## Given instruction:
Reproduce the stretch from the line that contains "of the boy's" through the end of the lines, requests included, shifting every coordinate in the answer points by adding -24 to it.

** START OF Records for processing **

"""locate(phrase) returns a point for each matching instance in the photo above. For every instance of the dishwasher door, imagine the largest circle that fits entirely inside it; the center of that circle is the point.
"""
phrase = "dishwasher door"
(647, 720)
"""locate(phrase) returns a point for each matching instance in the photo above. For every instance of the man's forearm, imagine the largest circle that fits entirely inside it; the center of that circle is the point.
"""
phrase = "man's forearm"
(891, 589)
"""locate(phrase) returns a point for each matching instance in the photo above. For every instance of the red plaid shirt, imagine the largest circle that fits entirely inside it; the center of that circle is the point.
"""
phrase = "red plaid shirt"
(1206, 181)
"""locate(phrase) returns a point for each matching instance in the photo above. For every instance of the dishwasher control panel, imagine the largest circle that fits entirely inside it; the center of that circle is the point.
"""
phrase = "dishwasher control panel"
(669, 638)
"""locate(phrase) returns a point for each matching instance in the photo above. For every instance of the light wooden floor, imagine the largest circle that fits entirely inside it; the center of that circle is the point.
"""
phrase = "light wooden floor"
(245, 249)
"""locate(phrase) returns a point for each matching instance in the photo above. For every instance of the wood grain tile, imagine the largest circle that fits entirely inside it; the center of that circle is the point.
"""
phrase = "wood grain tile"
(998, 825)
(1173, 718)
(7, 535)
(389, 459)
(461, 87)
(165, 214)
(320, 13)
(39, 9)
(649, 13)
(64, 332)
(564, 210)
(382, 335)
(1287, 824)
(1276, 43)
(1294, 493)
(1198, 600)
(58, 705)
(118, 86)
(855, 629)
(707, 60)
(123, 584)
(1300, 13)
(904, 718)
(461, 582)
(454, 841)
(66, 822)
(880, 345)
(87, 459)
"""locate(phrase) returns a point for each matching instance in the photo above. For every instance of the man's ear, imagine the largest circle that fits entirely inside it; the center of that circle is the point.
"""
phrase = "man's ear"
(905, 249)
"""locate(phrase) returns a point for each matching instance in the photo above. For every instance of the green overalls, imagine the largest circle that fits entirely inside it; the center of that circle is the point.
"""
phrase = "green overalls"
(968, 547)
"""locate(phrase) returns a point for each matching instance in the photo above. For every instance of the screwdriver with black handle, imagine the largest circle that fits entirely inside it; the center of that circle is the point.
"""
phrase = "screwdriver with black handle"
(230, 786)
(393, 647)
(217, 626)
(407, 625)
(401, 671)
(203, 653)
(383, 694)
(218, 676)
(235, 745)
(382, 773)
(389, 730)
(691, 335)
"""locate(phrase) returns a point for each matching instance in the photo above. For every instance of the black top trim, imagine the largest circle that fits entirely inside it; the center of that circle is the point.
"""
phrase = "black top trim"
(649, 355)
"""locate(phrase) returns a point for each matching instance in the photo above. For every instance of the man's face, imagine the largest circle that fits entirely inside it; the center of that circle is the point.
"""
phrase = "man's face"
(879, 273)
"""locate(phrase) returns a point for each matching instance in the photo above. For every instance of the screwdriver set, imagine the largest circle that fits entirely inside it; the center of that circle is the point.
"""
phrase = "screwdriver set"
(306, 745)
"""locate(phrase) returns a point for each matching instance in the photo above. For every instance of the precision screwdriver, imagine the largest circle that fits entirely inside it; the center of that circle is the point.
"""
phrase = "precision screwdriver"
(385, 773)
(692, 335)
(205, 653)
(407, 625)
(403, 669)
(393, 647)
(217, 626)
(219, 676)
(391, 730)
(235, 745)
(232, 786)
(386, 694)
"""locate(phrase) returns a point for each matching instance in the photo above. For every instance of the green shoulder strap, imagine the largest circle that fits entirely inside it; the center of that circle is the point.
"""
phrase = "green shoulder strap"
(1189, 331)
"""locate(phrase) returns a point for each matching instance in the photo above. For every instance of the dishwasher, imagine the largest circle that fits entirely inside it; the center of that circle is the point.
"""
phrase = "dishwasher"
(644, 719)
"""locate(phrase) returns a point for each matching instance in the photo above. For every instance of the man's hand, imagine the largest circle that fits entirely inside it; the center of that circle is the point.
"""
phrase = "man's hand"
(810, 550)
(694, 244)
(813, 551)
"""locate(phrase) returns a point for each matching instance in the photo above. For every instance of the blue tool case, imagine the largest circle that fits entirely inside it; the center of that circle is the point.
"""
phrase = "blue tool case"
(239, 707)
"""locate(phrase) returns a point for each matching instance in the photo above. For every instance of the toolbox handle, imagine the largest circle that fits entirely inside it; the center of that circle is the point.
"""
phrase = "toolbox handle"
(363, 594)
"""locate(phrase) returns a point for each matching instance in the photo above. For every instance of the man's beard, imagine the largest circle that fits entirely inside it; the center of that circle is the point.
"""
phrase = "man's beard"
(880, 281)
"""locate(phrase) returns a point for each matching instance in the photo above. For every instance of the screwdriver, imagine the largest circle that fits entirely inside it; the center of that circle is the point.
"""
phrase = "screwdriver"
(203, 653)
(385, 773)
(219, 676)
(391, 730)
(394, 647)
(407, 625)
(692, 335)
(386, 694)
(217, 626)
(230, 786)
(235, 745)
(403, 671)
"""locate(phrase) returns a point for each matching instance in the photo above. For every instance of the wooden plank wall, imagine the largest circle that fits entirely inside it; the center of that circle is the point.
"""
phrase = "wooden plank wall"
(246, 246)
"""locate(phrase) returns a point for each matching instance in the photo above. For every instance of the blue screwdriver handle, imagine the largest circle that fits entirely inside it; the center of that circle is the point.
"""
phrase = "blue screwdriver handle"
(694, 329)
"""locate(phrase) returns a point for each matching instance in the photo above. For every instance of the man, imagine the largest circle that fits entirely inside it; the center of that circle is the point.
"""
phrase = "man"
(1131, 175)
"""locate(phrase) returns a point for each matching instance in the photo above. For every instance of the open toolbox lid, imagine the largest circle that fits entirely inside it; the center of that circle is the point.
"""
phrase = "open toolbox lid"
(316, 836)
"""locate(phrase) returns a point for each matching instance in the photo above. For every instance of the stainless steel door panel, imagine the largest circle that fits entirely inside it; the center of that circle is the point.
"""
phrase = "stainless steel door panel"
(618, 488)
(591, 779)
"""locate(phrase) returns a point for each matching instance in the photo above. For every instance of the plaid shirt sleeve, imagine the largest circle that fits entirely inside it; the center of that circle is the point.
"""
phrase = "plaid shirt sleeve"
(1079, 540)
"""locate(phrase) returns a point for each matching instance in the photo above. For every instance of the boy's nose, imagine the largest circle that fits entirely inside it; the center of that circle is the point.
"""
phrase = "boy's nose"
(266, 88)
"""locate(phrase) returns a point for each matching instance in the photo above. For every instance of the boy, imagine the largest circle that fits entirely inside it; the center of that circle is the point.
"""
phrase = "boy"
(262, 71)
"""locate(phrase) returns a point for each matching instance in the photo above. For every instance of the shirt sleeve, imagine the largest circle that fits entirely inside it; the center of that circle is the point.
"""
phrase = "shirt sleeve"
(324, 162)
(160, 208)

** END OF Records for processing **

## Task result:
"""locate(phrase) returns a point for each matching instance in the photo above. For every instance of the boy's nose, imagine the largest circle that fits entirely inside it; the center of that circle is the point.
"""
phrase = "boy's nose"
(242, 64)
"""locate(phrase) returns a point for each matching instance in the photo above. For every instance of the boy, imagine the largest circle that fits entirely inside it; the center of that circle is the point.
"""
phrase = "boy"
(238, 47)
"""locate(phrase) returns a point for each matching instance in the photo above. For every instance of the shirt sleeve, imagine the largest circle that fits entirely inside it; the center of that circle is the point.
"""
phrase = "shirt sleeve"
(300, 138)
(136, 184)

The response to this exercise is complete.